AIM OF THE TASK
Out of the lines below, please list those that hold the string "shoreline".

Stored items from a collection
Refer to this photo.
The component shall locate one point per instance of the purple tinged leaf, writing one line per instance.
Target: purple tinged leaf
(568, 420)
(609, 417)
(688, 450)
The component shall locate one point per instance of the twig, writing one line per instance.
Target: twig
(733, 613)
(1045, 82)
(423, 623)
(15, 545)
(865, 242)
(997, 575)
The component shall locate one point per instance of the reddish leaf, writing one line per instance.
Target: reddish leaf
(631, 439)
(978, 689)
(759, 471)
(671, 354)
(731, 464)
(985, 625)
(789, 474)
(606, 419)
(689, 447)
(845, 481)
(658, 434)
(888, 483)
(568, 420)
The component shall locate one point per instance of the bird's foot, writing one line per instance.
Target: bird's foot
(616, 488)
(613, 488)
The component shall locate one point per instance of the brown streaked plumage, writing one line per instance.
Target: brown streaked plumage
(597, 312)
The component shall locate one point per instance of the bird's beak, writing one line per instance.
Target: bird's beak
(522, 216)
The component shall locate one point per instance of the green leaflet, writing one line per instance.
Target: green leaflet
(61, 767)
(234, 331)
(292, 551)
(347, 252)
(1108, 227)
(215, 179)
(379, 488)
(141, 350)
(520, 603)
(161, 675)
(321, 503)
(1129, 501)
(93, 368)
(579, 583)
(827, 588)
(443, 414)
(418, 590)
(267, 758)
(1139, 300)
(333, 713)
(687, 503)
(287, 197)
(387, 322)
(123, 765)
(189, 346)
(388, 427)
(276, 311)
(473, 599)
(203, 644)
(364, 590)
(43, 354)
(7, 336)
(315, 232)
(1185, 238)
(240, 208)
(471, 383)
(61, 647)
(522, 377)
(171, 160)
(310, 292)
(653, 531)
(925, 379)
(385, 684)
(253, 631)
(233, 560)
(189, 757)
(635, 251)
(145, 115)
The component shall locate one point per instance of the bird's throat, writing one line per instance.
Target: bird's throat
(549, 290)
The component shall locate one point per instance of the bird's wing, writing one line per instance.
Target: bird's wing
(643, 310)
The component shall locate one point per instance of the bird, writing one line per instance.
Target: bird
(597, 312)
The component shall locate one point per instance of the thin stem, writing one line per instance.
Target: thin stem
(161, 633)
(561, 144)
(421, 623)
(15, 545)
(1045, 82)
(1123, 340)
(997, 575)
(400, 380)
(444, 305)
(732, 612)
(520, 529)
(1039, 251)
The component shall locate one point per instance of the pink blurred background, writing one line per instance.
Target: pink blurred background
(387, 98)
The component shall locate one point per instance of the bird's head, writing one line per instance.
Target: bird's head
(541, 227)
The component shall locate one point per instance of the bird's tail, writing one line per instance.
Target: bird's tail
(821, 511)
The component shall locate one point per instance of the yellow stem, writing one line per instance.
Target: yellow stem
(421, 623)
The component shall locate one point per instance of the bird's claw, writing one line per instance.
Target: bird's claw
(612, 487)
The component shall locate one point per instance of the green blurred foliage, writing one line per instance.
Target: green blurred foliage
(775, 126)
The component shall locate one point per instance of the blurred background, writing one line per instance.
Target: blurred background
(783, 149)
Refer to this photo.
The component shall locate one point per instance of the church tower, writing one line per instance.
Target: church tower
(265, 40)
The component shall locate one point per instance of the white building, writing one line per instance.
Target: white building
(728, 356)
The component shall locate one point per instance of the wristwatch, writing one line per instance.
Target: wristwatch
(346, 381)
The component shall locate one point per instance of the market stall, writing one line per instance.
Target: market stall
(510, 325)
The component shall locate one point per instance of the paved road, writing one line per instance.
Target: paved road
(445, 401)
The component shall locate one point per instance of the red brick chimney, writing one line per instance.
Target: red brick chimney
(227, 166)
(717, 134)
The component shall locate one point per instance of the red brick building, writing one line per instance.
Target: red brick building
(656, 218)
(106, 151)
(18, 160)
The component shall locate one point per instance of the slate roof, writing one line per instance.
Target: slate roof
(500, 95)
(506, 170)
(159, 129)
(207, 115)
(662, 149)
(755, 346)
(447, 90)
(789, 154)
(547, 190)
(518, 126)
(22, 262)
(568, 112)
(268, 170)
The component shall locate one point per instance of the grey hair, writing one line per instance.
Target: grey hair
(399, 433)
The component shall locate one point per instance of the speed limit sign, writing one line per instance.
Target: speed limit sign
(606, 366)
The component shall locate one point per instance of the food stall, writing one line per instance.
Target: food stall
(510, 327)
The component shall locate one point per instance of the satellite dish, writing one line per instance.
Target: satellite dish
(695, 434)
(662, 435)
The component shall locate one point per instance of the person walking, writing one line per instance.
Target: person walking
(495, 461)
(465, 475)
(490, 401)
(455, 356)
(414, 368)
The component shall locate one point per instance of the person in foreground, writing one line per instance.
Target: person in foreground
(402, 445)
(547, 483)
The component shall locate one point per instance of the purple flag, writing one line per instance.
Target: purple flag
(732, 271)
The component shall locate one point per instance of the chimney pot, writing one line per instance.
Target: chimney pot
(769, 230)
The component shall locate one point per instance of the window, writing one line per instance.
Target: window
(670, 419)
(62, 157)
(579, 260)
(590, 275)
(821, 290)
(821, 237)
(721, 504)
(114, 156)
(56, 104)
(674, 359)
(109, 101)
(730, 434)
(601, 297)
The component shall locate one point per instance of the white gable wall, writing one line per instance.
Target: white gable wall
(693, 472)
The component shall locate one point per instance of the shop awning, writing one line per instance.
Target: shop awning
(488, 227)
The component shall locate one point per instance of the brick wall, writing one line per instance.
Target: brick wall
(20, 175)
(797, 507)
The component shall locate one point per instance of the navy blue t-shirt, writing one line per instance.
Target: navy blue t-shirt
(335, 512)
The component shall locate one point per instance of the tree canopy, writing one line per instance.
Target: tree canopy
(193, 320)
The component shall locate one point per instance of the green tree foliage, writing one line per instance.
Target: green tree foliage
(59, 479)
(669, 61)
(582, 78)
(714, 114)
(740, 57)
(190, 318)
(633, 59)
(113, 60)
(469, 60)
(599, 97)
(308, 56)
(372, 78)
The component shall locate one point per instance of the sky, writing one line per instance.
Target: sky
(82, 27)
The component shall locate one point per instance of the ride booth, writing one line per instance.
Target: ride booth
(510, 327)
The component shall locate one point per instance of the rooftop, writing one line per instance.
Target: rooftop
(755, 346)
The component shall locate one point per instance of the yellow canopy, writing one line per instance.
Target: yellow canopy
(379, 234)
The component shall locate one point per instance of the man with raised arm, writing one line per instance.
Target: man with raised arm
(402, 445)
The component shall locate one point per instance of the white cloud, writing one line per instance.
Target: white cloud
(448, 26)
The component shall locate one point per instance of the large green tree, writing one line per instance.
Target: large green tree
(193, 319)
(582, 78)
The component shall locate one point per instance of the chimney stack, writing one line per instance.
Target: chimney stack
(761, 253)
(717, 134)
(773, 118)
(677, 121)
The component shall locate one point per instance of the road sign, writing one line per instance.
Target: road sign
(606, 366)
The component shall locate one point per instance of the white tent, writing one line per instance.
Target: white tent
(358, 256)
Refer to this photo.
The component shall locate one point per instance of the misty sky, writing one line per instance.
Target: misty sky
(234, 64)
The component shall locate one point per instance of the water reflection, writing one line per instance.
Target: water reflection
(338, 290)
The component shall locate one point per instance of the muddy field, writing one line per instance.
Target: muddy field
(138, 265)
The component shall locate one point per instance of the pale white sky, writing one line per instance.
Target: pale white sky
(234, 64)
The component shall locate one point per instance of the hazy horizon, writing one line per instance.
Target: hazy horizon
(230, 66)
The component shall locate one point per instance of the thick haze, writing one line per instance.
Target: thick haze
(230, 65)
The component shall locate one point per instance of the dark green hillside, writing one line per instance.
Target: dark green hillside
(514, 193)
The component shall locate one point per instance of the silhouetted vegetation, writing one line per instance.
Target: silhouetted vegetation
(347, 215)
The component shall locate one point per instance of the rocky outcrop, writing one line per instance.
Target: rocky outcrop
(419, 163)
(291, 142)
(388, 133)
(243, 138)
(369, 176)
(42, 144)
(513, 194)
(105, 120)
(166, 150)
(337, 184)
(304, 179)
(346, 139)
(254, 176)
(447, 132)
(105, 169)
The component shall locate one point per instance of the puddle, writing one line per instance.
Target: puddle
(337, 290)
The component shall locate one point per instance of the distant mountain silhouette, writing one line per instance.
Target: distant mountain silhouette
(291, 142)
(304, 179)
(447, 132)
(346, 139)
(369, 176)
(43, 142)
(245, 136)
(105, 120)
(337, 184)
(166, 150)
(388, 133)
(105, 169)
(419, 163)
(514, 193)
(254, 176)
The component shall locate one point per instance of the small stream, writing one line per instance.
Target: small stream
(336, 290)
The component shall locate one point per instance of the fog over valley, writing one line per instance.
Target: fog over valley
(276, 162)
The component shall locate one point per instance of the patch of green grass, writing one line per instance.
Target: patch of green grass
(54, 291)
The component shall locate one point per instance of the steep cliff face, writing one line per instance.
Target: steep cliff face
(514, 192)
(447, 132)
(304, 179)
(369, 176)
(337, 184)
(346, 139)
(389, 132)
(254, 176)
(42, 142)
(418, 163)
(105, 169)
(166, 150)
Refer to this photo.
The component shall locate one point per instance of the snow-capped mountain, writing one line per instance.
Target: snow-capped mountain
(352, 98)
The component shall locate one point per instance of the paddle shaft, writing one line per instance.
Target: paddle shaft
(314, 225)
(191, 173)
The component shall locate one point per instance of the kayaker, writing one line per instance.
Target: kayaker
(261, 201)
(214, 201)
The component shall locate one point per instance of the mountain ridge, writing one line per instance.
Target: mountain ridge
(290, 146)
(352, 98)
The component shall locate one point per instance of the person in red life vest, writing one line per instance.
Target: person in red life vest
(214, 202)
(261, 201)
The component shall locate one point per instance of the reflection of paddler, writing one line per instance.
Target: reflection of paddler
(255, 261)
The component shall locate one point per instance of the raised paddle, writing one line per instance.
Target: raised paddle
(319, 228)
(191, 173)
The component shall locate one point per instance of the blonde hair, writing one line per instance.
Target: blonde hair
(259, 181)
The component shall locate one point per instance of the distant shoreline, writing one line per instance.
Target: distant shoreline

ANSWER BELOW
The component shall locate one point per instance of the distant shoreline, writing one line per instance.
Target: distant shoreline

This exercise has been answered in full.